| TEXT BLOCK |
________________________________________

ALGIERS (Reuters) – Thousands of Algerians demonstrated against the political and military elite in cities across the country for a second successive Friday, as the United Nations human rights body voiced concern at what it called a crackdown on protesters.
The demonstrations mark a resumption of the street protest movement, calling for the old political establishment to depart and the army to quit politics, that suspended its weekly marches a year ago because of the COVID-19 pandemic.
Police have not stopped the protests but maintain a heavy street presence and the spokesman for the United Nations High Commissioner for Human Rights said there was reliable information that hundreds had been arrested around the country.
The mass street protests erupted in 2019, prompting the military to oust veteran President Abdulaziz Bouteflika, and continued weekly until the global pandemic reached Algeria a year ago.
“Thieves, you have destroyed the country,” the protesters chanted in central Algiers.
“This peaceful revolution will continue until we fully achieve our goals,” said Mohamed Meriche, 33, a school teacher.
President Abdelmadjid Tebboune, elected in 2019 in a vote that many protesters regarded as a charade, has hailed the movement as providing national renewal, but demonstrators see his government as a continuation of previous administrations.
“There have been numerous instances across the country where security forces have used unnecessary or excessive force and arbitrary arrests to suppress peaceful demonstrations,” the spokesperson for the U.N. rights commissioner said on Friday.

________________________________________

| TASK 1 |
In the article on the Algerian protests, what caused the protest movement to suspend its weekly marches a year earlier?
| TASK 2 |
From the article on the Algerian protests, extract everything from "The mass street" down to "in central Algiers.".
| TASK 3 |
Summarize the article on the Algerian protests in two sentences.
The rows below the article on the Algerian protests play no part in this work.

________________________________________

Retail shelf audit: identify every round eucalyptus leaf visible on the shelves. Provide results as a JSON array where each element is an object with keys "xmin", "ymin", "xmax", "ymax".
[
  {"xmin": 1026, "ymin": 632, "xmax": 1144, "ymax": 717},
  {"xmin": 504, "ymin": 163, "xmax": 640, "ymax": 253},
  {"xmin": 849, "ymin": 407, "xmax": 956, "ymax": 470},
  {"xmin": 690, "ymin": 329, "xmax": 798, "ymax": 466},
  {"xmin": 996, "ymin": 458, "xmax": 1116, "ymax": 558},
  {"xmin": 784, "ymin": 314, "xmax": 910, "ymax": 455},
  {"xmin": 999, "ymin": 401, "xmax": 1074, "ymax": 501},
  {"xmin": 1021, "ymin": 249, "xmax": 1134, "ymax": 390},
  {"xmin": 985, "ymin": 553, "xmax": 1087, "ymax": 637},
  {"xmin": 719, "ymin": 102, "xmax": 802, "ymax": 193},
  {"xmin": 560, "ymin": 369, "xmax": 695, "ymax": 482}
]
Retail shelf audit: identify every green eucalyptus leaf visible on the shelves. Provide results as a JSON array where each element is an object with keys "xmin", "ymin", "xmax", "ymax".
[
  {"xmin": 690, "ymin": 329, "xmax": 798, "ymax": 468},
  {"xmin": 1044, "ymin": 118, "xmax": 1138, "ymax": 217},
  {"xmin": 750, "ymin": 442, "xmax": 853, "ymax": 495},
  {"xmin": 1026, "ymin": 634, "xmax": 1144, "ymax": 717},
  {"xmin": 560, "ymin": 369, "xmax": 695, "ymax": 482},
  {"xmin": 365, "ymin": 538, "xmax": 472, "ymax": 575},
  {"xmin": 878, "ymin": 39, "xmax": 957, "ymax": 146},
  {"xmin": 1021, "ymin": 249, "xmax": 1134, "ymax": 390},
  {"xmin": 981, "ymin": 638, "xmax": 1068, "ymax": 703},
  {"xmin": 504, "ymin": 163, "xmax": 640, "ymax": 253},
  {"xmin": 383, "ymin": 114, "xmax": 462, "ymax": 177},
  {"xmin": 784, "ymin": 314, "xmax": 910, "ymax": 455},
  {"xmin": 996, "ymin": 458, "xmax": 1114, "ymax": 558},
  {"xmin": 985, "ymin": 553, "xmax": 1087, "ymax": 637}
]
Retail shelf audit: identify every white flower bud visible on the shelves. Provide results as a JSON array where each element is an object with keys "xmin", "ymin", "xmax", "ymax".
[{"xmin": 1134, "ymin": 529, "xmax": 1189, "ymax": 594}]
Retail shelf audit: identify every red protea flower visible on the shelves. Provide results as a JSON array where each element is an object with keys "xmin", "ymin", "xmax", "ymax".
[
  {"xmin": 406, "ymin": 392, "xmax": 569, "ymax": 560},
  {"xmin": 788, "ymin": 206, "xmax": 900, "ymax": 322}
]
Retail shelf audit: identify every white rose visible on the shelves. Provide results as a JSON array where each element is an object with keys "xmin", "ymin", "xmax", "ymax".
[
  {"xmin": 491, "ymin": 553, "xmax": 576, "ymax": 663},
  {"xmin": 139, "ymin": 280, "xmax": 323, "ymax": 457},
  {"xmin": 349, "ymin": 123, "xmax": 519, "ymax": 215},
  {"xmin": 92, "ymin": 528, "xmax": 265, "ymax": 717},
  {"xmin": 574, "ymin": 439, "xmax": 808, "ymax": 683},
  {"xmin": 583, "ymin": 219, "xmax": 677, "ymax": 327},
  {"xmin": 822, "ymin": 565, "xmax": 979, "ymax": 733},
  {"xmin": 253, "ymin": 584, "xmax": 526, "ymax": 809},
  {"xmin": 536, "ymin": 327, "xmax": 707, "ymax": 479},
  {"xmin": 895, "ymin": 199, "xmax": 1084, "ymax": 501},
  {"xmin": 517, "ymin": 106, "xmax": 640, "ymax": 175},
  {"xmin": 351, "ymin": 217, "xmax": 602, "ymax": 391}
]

________________________________________

| TASK OUTPUT 1 |
The COVID-19 pandemic.

| TASK OUTPUT 2 |
The mass street protests erupted in 2019, prompting the military to oust veteran President Abdulaziz Bouteflika, and continued weekly until the global pandemic reached Algeria a year ago.
“Thieves, you have destroyed the country,” the protesters chanted in central Algiers.

| TASK OUTPUT 3 |
For a second successive Friday, thousands of Algerians protested against the political and military elite, resuming a movement that began in 2019 and had paused its weekly marches because of the COVID-19 pandemic. Police maintained a heavy presence, and the U.N. human rights body voiced concern at what it called a crackdown, citing reliable information that hundreds had been arrested.